→ **Activity**
Every line in the records below with the string "garage" needs to be copied out.

═════ Information provided ═════

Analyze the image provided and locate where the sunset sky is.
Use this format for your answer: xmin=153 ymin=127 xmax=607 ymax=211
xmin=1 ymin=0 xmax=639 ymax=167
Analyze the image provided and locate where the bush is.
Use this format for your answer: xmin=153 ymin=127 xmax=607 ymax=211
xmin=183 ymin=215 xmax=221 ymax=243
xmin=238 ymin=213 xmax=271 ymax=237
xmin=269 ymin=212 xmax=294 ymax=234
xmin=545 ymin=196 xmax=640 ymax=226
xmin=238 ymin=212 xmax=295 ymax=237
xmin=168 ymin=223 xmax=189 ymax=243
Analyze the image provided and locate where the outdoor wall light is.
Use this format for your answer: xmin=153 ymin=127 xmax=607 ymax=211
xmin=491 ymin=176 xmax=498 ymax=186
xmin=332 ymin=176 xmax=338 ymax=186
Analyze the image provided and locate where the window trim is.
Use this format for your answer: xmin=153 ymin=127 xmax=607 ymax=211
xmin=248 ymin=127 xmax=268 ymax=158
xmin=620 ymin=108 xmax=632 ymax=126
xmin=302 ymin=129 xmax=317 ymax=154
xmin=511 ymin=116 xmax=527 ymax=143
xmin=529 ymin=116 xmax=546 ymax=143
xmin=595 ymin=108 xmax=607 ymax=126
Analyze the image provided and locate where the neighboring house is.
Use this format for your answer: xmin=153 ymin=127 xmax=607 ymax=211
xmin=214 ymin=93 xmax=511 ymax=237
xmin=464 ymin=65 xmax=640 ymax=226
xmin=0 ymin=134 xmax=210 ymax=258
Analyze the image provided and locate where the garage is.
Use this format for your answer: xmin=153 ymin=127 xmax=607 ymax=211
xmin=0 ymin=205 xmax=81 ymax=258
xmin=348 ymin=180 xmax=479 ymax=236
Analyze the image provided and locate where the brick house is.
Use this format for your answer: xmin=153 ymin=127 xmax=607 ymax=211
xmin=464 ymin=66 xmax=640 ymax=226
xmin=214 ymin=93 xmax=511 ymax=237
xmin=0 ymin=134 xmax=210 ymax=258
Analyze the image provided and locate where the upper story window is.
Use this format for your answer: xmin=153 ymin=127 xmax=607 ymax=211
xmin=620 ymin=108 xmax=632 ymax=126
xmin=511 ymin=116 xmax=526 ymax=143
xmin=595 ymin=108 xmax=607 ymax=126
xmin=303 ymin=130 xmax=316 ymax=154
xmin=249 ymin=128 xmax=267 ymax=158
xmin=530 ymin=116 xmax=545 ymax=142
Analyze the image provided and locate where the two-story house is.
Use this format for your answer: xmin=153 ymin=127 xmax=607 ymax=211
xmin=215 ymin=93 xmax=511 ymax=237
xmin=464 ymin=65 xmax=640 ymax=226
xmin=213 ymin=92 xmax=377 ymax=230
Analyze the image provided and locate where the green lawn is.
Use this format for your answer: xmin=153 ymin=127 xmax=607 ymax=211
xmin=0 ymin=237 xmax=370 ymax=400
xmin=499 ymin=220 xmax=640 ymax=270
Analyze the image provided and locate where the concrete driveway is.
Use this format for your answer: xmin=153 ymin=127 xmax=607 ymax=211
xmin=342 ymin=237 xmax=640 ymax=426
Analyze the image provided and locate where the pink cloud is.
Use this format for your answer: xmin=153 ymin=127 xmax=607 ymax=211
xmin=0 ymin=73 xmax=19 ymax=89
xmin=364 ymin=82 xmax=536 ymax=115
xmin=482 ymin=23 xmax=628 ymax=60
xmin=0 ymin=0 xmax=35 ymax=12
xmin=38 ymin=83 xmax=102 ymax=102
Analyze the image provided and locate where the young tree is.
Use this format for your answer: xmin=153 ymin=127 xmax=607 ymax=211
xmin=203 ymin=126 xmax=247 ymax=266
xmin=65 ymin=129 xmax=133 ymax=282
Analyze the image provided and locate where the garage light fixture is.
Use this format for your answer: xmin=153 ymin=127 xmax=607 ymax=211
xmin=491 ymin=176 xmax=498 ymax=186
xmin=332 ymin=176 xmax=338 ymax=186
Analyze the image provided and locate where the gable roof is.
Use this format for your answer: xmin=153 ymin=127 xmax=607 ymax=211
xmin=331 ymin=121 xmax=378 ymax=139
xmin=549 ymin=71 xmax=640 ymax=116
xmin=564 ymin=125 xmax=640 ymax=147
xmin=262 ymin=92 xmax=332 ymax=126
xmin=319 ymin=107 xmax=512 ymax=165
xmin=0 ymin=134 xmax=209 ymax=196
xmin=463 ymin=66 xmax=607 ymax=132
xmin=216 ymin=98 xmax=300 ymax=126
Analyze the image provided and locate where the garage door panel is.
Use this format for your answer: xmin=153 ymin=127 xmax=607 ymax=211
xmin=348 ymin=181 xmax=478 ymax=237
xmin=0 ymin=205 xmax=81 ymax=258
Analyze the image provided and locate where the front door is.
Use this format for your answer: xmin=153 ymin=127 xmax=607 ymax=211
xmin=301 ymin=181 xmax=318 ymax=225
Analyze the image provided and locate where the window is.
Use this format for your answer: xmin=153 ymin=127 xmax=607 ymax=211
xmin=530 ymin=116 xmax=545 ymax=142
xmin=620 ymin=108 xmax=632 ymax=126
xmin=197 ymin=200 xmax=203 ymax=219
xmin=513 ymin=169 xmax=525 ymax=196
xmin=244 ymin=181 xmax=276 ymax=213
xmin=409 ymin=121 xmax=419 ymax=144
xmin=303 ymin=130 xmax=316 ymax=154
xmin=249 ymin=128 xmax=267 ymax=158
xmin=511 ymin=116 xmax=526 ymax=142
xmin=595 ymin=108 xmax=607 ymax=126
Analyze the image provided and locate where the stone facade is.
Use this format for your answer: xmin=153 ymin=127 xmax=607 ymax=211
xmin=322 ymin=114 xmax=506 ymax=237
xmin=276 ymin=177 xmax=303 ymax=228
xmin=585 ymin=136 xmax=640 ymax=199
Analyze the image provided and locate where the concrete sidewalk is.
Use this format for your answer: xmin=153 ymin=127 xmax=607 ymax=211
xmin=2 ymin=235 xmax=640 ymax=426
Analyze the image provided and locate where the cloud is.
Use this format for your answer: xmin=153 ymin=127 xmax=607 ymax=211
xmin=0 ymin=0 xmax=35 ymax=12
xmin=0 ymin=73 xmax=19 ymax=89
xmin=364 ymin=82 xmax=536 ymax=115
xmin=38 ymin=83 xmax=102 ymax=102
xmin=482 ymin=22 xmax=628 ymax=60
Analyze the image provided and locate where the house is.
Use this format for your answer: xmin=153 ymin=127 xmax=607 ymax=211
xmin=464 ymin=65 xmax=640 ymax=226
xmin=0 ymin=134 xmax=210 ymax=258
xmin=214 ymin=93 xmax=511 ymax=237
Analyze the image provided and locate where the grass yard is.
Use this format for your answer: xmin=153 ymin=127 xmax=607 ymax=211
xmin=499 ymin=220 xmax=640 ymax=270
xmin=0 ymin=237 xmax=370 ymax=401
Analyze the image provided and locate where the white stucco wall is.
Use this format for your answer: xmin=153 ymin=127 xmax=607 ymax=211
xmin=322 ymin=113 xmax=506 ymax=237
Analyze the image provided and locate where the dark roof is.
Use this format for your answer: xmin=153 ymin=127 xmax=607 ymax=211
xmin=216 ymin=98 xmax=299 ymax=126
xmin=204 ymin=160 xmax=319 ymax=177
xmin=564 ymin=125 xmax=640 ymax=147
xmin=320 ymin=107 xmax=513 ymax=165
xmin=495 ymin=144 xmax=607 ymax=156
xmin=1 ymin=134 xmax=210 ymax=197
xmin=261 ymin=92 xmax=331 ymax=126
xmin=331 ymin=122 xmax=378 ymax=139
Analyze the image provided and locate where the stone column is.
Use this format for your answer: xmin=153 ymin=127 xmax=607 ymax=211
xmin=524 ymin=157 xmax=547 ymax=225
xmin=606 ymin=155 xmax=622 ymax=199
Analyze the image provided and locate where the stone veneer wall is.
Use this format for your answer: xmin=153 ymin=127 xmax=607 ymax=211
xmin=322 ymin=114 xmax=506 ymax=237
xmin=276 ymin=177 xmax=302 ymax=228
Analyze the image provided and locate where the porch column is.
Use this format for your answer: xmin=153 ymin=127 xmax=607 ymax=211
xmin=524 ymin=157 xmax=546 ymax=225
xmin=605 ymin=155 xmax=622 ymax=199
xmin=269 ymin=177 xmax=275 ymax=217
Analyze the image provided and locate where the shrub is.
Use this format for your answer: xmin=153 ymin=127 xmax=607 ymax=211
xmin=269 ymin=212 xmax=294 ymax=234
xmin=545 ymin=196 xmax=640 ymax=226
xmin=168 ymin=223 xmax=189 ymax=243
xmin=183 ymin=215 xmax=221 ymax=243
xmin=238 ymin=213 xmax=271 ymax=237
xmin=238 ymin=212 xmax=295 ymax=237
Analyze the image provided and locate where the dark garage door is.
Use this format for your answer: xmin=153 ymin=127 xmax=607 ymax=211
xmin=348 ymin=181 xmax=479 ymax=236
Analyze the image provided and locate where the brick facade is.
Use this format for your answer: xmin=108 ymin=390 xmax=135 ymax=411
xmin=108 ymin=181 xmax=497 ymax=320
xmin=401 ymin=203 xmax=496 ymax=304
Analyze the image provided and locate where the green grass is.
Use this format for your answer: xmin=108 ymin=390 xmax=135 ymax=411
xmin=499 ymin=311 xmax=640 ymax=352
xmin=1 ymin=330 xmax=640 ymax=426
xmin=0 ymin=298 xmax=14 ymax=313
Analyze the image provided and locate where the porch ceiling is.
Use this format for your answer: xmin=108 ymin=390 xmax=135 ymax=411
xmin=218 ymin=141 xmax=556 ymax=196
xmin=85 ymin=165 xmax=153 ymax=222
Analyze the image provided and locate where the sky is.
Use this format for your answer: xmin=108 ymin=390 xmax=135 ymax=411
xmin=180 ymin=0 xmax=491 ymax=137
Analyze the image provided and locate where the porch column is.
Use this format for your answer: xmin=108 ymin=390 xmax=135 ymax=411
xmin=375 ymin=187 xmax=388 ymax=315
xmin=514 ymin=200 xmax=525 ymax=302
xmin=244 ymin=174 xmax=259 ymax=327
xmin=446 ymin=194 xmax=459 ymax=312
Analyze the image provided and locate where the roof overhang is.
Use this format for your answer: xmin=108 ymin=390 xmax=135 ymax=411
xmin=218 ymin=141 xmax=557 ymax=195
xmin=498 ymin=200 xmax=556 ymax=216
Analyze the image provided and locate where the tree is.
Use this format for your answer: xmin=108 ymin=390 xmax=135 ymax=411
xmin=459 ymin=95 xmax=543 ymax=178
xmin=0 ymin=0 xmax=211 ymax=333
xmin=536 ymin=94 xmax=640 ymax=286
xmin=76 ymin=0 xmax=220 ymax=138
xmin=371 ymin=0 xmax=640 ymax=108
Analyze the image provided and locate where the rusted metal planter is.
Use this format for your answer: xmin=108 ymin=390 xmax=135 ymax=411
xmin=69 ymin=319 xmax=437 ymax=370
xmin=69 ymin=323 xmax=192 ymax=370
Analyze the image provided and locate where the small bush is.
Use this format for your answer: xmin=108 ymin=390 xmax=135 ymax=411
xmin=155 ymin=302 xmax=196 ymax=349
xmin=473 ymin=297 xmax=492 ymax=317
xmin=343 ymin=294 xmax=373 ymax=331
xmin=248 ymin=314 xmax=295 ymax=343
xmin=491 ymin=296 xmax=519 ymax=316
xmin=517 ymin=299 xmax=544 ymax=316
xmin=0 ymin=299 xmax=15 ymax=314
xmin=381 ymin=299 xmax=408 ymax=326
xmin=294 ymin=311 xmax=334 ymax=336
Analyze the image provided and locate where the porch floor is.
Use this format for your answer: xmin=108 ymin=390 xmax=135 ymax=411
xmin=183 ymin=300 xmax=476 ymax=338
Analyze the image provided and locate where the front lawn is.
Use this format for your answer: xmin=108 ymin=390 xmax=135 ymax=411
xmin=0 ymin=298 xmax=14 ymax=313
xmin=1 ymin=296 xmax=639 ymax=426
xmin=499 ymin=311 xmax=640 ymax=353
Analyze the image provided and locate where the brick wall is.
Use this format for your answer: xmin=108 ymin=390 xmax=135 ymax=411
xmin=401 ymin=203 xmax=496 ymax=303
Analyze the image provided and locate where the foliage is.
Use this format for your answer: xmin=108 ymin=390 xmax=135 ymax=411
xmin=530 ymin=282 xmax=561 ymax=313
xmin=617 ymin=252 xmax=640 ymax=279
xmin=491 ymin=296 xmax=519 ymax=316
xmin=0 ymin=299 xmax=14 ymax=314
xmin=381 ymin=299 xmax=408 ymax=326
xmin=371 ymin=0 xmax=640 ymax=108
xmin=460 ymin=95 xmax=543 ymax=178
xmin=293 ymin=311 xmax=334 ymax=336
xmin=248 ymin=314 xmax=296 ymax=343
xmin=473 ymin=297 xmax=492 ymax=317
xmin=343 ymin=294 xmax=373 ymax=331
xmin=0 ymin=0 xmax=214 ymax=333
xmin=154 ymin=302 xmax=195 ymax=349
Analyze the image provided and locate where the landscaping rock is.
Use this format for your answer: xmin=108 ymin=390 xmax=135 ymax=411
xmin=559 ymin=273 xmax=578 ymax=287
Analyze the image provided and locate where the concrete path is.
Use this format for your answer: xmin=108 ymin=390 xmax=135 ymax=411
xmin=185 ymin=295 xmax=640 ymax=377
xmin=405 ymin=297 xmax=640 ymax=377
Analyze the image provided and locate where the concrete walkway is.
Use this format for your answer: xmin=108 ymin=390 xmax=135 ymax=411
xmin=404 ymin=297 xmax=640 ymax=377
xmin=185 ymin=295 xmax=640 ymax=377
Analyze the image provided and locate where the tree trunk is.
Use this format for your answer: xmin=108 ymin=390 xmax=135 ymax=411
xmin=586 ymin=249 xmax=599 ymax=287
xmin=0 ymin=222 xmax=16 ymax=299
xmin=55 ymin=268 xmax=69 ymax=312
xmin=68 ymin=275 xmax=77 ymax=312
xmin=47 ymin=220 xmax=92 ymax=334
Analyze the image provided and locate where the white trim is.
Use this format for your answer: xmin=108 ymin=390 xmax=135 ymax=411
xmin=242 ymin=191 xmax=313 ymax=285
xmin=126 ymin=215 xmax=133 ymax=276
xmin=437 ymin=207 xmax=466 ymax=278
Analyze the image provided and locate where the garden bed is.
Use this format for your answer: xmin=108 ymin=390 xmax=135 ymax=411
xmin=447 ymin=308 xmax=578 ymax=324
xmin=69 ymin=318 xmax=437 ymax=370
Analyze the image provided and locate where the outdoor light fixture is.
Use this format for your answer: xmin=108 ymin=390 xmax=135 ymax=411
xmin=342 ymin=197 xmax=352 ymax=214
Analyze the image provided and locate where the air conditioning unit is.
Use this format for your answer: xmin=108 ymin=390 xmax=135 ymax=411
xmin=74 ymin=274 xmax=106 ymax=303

═════

→ **Solution to this task**
Analyze the image provided and locate where the garage is.
Analyze the image provided and locate where the garage light fixture is.
Analyze the image provided and locate where the garage door panel is.
Analyze the image provided and locate where the dark garage door is.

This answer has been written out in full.